__SOURCE MATERIAL__:
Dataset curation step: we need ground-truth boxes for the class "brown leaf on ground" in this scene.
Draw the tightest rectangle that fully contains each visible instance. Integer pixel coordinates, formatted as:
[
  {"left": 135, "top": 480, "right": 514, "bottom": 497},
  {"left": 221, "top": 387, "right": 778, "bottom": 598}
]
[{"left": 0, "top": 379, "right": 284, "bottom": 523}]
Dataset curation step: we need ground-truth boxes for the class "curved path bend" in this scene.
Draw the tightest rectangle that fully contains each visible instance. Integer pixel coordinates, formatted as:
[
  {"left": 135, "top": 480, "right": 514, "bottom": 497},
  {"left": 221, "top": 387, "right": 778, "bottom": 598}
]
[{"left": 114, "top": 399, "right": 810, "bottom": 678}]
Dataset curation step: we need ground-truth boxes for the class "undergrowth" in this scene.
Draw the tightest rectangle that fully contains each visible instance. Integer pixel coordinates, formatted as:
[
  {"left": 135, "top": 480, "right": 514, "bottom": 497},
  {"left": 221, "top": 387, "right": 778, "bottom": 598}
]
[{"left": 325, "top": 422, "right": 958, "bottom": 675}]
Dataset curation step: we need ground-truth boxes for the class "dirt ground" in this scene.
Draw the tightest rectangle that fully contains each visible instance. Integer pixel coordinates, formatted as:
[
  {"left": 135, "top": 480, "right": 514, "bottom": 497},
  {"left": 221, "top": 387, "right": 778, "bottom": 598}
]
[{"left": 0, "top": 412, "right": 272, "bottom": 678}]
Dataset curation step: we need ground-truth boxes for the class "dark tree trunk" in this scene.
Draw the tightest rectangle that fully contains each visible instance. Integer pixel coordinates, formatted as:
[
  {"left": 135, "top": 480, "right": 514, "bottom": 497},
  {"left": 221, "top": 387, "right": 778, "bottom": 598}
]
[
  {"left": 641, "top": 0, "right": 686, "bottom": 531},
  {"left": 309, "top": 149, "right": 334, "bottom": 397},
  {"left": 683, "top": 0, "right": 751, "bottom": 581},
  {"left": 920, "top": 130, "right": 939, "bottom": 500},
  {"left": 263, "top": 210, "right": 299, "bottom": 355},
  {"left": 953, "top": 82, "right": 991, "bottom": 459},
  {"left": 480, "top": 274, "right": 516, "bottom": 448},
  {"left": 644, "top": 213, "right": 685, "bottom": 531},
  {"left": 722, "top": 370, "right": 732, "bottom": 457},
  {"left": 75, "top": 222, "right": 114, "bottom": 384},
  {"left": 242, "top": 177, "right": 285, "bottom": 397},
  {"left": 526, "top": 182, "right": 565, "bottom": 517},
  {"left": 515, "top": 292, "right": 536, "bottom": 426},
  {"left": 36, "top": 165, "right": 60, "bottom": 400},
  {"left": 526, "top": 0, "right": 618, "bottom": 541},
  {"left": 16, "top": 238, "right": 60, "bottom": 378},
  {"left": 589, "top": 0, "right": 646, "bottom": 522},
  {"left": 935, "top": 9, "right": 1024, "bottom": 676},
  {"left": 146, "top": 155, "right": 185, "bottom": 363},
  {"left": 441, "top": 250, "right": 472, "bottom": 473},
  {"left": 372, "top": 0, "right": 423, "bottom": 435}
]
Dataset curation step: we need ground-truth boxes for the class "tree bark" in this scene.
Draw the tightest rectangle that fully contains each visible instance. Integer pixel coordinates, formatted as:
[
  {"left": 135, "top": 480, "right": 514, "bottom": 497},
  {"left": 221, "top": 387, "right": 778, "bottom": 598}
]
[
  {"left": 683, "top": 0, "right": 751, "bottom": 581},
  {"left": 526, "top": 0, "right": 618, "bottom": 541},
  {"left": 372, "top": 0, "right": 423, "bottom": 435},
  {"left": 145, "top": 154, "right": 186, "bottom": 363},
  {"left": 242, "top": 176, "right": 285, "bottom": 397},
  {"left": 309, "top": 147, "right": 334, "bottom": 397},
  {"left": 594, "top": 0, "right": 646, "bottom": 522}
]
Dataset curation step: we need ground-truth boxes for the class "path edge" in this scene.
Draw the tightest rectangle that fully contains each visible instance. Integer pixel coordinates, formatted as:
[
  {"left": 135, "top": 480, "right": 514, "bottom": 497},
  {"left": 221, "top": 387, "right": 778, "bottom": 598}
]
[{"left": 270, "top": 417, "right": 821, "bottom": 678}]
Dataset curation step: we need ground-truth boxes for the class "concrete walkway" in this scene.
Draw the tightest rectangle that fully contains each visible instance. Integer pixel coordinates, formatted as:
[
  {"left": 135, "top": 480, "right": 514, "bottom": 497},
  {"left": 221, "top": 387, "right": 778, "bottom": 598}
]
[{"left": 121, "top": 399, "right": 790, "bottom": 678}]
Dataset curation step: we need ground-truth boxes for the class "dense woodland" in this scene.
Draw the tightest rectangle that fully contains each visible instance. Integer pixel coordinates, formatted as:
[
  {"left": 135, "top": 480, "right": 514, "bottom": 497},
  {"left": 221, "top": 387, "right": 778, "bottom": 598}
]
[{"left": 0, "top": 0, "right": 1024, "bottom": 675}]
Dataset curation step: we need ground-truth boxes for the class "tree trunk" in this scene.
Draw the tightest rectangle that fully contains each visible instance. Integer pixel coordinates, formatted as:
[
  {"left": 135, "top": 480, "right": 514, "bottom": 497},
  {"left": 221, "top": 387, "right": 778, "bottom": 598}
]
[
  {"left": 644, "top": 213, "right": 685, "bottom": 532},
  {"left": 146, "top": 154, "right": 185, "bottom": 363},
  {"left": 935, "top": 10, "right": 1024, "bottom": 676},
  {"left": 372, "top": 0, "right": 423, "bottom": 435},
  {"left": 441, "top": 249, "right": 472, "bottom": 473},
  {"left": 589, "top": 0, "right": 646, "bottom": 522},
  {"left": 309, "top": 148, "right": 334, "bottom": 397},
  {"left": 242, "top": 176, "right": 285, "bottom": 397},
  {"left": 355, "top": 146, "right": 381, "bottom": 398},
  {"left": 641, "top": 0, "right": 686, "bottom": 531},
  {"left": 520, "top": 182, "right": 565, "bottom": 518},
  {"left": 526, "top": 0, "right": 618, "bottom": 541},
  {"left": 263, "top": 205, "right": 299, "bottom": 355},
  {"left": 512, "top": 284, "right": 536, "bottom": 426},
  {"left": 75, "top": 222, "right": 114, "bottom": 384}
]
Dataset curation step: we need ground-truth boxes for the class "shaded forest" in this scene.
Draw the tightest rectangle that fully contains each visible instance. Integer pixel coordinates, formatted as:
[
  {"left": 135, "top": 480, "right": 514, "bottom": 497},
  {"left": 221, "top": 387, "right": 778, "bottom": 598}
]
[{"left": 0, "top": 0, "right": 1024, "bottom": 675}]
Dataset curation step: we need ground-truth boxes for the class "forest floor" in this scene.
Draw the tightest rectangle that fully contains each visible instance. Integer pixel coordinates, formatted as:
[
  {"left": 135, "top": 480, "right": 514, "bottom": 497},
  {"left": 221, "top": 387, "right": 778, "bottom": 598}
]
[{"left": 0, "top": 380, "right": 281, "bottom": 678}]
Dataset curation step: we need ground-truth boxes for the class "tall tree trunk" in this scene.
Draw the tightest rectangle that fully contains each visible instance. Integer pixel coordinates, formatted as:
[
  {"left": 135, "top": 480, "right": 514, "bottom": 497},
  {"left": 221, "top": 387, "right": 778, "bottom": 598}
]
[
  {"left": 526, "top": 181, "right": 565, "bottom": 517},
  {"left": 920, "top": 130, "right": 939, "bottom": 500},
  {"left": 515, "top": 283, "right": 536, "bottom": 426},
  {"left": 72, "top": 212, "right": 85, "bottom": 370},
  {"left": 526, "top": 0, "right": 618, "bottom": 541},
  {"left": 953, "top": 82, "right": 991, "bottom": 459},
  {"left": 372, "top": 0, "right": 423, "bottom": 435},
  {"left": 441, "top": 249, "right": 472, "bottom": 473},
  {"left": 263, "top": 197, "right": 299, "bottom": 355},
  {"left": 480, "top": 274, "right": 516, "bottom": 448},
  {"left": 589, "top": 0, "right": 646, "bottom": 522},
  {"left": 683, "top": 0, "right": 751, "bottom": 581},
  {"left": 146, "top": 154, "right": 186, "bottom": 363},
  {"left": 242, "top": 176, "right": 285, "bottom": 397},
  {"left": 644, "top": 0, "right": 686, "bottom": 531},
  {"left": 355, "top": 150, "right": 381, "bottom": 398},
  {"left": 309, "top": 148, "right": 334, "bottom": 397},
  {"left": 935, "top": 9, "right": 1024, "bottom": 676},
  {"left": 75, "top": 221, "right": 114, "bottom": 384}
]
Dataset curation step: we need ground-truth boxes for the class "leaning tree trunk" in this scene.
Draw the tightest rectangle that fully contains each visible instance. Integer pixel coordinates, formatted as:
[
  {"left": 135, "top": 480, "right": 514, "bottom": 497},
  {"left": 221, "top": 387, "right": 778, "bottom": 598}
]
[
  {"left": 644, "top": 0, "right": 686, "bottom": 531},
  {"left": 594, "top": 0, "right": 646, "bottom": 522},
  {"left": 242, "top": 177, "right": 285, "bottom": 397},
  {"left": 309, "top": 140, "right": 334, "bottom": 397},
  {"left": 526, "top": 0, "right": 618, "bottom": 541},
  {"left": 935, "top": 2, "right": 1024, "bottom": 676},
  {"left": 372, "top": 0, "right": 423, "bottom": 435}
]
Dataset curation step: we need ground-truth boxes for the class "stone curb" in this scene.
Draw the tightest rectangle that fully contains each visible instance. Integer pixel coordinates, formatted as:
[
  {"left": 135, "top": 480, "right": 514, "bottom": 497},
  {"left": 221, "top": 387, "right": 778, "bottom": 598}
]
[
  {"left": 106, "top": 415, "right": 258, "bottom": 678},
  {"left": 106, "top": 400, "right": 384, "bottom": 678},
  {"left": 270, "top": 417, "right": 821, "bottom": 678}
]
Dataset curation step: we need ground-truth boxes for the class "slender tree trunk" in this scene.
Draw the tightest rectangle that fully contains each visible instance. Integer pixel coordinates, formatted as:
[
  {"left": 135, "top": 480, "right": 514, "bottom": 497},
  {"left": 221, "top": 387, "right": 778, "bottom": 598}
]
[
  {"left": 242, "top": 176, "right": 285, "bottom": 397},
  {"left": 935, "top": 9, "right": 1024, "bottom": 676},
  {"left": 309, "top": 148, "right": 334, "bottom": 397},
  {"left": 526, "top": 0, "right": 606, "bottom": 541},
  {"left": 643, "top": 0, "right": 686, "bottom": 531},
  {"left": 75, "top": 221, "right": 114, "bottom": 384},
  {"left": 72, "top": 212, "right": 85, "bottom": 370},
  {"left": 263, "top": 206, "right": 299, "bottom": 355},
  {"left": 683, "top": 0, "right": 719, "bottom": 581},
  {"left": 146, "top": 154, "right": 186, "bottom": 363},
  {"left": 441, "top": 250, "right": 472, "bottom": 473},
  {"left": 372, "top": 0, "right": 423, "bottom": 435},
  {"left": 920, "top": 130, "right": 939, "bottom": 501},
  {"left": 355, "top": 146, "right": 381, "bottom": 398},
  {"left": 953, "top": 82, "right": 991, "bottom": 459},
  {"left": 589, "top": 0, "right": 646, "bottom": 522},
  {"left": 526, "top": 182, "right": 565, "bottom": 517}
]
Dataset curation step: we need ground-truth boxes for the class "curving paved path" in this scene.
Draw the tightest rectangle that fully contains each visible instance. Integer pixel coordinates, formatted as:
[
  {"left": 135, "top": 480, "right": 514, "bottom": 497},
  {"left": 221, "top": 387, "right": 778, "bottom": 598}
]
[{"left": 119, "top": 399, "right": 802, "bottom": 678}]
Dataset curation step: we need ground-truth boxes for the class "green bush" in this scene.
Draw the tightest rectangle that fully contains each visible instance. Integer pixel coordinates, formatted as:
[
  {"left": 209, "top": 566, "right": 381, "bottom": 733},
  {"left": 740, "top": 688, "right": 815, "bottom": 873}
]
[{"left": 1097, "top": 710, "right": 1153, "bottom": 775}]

__TASK PROMPT__: Please collect every line above that contains the string "path". Case counts, so a line with different capitalization doesn't match.

__EXERCISE SOLUTION__:
Dataset curation step: we need ground-truth boxes for the class "curved path bend" in this scene.
Dataset curation step: we need ground-truth boxes for the class "path edge" in this scene.
Dataset curation step: we need ground-truth boxes for the class "curving paved path" in this scene.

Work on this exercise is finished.